■ **Task requirements**: Copies of all lines that contain "backrest" are needed; take them from the data below.
===== Provided data =====
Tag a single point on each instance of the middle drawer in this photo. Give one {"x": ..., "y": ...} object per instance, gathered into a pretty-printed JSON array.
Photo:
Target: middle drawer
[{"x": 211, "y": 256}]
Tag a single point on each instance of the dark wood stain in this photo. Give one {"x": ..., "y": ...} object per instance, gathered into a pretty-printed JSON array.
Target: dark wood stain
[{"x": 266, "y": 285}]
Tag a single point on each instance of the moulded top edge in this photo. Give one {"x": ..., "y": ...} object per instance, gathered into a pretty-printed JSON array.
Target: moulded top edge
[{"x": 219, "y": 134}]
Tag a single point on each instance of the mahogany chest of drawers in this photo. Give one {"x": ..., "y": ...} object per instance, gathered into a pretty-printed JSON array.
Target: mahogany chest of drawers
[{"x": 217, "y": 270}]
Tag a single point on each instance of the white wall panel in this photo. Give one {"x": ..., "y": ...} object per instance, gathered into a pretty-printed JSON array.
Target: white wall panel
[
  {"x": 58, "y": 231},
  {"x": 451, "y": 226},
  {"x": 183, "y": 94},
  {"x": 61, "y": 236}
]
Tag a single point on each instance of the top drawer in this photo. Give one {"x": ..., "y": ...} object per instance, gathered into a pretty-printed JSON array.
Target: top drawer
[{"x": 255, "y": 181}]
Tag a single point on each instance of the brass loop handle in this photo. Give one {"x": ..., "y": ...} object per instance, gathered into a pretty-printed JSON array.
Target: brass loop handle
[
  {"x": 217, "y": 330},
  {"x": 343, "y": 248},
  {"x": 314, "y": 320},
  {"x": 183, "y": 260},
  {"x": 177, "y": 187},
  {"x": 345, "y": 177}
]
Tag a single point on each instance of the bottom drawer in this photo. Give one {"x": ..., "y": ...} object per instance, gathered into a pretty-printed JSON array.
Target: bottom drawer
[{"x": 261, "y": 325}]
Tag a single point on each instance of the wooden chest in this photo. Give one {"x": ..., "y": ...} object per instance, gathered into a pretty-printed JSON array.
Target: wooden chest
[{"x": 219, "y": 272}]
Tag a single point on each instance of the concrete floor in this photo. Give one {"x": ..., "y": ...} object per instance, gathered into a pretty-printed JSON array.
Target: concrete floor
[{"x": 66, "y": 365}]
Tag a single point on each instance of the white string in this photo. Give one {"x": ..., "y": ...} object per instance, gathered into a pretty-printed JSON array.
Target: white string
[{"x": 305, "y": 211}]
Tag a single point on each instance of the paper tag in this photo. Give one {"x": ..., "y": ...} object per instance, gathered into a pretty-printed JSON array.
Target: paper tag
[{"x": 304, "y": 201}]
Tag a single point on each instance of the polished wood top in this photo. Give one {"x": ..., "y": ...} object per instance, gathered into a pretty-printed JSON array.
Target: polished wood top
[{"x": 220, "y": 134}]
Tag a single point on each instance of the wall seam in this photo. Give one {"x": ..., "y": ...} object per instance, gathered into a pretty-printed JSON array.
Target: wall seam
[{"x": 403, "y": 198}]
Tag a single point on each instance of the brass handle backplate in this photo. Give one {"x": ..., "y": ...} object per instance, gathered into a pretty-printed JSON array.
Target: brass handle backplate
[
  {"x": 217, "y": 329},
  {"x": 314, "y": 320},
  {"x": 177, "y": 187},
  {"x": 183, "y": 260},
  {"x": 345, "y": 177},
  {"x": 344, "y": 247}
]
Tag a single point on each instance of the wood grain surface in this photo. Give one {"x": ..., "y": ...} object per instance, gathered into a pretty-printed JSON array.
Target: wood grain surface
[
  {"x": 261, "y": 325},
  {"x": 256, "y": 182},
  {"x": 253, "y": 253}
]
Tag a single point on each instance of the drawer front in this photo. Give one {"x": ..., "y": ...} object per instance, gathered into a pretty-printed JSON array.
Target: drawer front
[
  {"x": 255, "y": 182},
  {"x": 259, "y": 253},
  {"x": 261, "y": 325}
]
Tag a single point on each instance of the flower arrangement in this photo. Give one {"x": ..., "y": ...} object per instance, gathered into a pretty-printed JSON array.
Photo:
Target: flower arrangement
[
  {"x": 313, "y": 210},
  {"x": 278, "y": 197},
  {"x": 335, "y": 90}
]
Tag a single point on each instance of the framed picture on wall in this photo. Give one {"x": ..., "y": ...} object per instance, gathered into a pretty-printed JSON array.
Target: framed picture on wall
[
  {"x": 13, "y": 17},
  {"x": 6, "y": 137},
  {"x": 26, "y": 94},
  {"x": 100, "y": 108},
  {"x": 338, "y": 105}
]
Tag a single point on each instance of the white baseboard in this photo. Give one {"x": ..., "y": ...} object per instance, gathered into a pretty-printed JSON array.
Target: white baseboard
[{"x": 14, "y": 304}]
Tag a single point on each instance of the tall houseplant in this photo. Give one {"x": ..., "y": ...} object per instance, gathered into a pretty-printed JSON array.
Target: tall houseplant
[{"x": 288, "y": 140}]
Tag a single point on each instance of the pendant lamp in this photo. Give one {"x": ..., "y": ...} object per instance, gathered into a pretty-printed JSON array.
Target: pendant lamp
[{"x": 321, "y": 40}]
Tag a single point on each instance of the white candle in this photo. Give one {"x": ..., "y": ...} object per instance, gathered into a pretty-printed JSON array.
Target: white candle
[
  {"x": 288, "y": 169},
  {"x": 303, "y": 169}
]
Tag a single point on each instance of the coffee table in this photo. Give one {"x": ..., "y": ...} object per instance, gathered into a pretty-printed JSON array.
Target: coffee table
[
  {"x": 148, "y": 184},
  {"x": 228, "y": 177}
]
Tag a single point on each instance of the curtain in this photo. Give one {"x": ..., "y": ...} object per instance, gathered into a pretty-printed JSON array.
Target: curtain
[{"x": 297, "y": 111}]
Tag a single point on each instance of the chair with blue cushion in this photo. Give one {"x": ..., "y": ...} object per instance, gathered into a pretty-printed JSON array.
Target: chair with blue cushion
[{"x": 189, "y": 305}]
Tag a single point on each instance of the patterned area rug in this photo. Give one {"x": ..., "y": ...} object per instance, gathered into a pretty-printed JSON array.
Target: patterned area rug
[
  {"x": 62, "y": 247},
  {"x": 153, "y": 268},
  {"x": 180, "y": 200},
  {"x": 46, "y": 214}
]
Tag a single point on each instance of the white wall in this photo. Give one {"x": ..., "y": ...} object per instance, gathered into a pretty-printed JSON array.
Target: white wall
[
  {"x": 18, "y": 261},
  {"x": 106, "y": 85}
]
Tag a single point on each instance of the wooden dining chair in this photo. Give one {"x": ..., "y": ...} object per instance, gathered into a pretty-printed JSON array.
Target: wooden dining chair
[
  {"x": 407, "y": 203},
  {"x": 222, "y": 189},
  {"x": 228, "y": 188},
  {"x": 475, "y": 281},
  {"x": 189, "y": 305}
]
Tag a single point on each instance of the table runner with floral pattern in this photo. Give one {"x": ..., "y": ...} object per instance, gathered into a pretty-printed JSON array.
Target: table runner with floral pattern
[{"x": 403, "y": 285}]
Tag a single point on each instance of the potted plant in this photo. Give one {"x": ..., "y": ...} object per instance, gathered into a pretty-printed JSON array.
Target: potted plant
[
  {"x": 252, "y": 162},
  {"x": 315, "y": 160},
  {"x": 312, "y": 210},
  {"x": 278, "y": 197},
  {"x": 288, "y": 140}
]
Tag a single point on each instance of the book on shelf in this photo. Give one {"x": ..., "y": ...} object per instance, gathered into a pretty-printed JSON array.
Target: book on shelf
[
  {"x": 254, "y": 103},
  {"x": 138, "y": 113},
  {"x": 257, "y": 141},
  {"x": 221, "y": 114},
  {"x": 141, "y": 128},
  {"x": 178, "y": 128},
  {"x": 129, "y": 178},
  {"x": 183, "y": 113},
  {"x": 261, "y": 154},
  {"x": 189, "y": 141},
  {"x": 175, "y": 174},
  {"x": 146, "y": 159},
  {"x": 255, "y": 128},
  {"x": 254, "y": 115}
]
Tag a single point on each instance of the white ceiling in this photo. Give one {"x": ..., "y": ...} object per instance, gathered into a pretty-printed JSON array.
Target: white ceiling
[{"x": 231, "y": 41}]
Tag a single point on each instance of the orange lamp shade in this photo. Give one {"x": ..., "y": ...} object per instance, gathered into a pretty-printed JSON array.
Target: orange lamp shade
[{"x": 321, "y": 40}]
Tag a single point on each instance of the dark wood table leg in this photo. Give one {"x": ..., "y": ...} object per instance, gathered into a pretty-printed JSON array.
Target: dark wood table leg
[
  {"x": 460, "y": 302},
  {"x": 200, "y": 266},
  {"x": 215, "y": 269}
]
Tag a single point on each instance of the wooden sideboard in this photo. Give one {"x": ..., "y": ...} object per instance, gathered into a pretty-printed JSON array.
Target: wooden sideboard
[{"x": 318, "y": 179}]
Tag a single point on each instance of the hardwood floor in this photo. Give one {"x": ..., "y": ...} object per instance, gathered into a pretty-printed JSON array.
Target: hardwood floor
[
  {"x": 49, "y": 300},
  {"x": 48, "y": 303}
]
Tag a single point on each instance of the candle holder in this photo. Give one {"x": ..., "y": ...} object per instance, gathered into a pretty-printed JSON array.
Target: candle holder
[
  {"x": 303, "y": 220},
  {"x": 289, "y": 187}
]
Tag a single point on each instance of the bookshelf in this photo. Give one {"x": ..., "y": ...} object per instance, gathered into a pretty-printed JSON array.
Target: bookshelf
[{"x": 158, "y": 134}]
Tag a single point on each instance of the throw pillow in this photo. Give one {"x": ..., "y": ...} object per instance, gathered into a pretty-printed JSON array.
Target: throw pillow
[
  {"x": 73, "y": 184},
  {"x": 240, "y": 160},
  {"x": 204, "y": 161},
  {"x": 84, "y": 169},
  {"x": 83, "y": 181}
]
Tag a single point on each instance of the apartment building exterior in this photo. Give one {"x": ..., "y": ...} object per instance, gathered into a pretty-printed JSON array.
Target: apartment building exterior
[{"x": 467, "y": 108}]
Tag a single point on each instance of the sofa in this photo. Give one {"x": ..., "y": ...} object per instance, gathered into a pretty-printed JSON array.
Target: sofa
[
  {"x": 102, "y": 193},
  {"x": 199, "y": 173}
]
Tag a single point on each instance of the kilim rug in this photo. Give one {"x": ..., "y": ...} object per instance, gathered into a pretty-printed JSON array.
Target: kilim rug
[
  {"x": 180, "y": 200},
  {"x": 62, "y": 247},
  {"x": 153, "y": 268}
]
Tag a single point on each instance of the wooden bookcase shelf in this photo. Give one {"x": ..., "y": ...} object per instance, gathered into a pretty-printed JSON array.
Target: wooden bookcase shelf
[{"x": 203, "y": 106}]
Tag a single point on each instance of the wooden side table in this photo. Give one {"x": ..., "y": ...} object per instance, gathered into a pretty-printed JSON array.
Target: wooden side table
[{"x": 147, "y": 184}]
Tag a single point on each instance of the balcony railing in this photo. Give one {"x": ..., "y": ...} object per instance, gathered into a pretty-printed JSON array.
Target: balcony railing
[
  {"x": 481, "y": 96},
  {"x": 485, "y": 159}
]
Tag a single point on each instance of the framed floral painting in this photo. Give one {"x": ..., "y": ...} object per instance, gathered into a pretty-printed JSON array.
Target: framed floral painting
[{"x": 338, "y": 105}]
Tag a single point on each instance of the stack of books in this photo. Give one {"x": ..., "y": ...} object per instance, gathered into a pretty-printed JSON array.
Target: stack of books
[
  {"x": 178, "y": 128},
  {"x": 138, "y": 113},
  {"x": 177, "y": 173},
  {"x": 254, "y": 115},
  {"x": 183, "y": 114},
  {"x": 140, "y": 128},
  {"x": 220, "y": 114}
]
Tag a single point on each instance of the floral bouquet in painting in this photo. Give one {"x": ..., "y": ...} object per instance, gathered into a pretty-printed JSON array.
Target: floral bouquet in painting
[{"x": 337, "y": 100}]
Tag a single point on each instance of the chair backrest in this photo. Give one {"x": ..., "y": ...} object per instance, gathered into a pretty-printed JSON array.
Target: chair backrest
=====
■ **Written response**:
Tag a single point on each instance of the chair backrest in this photo. Give one {"x": ..., "y": ...} object per instance, gathered into a pretty-printed JSON array.
Target: chair backrest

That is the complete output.